→ **OBJECTIVES**:
1) Please return everything from "And Shapiro, viewed" down to "wary of him." in the article on Josh Shapiro's governorship, word for word.
2) Write the next part of the article on Josh Shapiro's governorship, starting after its last sentence.

→ **SELECTED TEXT**:
----

In 2024, Democratic Gov. Josh Shapiro could face a more complicated sophomore year in charge of Pennsylvania after his first year brought a highway collapse, a budget stalemate and friction with allies and adversaries as he navigated the battleground state’s political divides.
He is under pressure to respond to a court ruling that Pennsylvania’s system of public school funding unconstitutionally discriminates against poorer districts.
His administration must also oversee a presidential election that, four years ago, was marred by a barrage of right-wing conspiracy theories, Donald Trump-allied efforts in court to overturn it and threats against election administrators.
And Shapiro, viewed nationally as a rising political star, must navigate the nation’s only politically divided legislature in which allies and adversaries alike are wary of him.
In his first year in office, Shapiro showed himself to be a low-key operator who took a hands-off approach in the statehouse and attempted to avoid political fights he might not win.
He often emphasized the need to gain approval from both the Democratic-controlled House and the Republican-controlled Senate, and focused more on what his administration accomplished — what he called a “get stuff done” administration — rather than farther-reaching agenda items that are stuck in partisan stalemate.

----

→ **SUPPLIED RECORDS**:

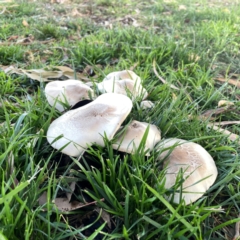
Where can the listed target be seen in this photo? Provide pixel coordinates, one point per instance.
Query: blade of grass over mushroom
(171, 209)
(160, 78)
(190, 44)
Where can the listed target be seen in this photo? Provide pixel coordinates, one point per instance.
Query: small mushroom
(198, 168)
(68, 91)
(125, 87)
(146, 104)
(86, 125)
(130, 139)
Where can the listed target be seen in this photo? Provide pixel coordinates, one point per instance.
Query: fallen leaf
(29, 57)
(224, 123)
(25, 23)
(72, 188)
(105, 216)
(230, 81)
(160, 78)
(76, 13)
(13, 38)
(193, 57)
(70, 73)
(43, 198)
(237, 228)
(217, 111)
(42, 75)
(182, 7)
(134, 66)
(225, 103)
(65, 206)
(230, 135)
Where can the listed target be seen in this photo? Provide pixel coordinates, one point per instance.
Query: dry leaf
(4, 9)
(160, 78)
(28, 56)
(225, 103)
(13, 38)
(182, 7)
(68, 72)
(134, 66)
(76, 13)
(65, 206)
(193, 57)
(230, 81)
(230, 135)
(237, 228)
(224, 123)
(42, 75)
(72, 187)
(43, 198)
(25, 23)
(105, 216)
(217, 111)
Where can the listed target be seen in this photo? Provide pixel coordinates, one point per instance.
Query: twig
(160, 78)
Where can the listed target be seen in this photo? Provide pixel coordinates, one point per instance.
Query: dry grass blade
(230, 81)
(72, 187)
(230, 135)
(26, 43)
(237, 227)
(217, 111)
(224, 123)
(160, 78)
(4, 9)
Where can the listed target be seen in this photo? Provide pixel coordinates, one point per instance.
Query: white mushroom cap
(130, 139)
(123, 87)
(125, 74)
(198, 168)
(86, 125)
(69, 91)
(146, 104)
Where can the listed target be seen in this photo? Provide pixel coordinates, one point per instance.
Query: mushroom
(198, 168)
(68, 91)
(130, 139)
(125, 87)
(146, 104)
(87, 125)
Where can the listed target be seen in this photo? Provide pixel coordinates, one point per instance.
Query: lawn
(187, 54)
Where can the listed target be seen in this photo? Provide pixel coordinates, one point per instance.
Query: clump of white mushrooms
(77, 129)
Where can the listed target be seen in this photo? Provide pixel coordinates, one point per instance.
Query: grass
(192, 43)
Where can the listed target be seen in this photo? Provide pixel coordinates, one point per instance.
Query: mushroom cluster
(76, 130)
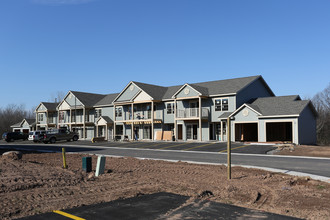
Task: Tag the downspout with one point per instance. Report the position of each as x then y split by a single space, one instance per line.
200 118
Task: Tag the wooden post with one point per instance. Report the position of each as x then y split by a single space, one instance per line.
152 120
175 122
228 149
64 158
200 118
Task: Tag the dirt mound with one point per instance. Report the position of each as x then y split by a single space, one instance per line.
12 155
37 183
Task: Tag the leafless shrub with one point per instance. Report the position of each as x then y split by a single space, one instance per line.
321 102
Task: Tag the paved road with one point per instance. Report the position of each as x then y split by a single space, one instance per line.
159 206
181 146
314 166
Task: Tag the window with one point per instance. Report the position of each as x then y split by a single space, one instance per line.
87 116
98 113
224 104
61 117
170 108
40 117
218 105
119 112
221 104
51 118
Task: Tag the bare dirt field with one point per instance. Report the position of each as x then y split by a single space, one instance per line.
37 183
304 150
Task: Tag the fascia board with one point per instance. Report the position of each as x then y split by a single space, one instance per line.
179 90
78 99
123 91
279 116
221 95
38 107
240 108
140 92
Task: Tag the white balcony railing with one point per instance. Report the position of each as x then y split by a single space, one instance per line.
192 113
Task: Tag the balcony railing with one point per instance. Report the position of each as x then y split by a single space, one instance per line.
192 113
141 115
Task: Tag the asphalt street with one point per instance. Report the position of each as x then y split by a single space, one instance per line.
158 206
212 152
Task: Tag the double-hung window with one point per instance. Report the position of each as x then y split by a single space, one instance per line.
119 112
221 104
217 104
170 108
98 113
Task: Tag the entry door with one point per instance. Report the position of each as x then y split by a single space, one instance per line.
193 109
147 132
179 132
136 132
192 132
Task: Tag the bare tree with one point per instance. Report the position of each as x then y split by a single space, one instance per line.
321 102
13 114
57 97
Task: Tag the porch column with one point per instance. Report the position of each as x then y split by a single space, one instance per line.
70 121
47 121
200 118
152 120
84 125
132 125
175 122
106 131
114 122
36 120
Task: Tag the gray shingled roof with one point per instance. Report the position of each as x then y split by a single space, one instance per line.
88 99
30 121
107 100
281 105
51 106
156 92
17 125
107 119
225 115
225 86
171 91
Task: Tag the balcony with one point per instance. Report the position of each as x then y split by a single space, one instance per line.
192 113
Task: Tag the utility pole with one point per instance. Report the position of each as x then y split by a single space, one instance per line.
228 148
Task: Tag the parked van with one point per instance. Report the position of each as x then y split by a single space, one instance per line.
12 136
36 136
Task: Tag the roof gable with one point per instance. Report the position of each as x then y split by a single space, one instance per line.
187 91
128 93
280 105
142 96
107 100
41 107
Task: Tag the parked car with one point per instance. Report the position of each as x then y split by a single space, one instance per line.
60 134
12 136
36 136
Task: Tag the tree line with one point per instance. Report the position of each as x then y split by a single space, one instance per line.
13 114
321 102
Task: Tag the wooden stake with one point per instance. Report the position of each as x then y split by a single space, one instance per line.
228 148
64 158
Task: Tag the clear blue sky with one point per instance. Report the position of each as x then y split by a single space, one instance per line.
99 46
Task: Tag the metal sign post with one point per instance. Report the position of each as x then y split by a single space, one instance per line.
228 148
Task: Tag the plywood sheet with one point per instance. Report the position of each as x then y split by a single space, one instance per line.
159 135
167 136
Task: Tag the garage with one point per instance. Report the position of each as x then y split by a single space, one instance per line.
279 131
246 132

----

→ **TASK RESULTS**:
1)
And Shapiro, viewed nationally as a rising political star, must navigate the nation’s only politically divided legislature in which allies and adversaries alike are wary of him.

2)
In 2024, Shapiro will have little runway to show how he’ll handle calls from public school advocates to propose billions of new dollars for the poorest public schools.
“I’m very mindful of the Commonwealth Court decision and that we need to have more equity in our system. I’m also very mindful that someone has to pay for that,” Shapiro told The Associated Press in a recent interview in his office.
A compromise deal may require Democrats to accept something they just defeated: a new $100 million taxpayer-paid voucher program to subsidize tuition at private and religious schools.
Republican lawmakers are wary of ramping up public-school spending by billions of dollars. But they are in step with Shapiro in pushing for a voucher program — a position that made Shapiro unique among Democratic governors in the U.S.
In the fall, Shapiro’s administration will be nationally watched for how it runs the presidential election, when Pennsylvania is yet again expected to be pivotal to the White House stakes.
The state remains in Trump’s crosshairs after he and Republican allies tried to overturn Biden’s 2020 victory there and Trump declared that ” bad things ” happen in Philadelphia.
Last month in Iowa, Trump told supporters to “guard the vote” and to “go into” Detroit, Philadelphia and Atlanta to “watch those votes when they come in.”
Shapiro — who as attorney general played a central role in defending Pennsylvania’s 2020 election against Republican efforts in court to overturn it — said administration officials have been meeting for months.
They are preparing on legal, law enforcement and election administration fronts “to administer an election that everyone, regardless of your choice of candidate, can have faith in,” Shapiro told AP. “That is one of our most serious responsibilities.”
The election is likely to be close.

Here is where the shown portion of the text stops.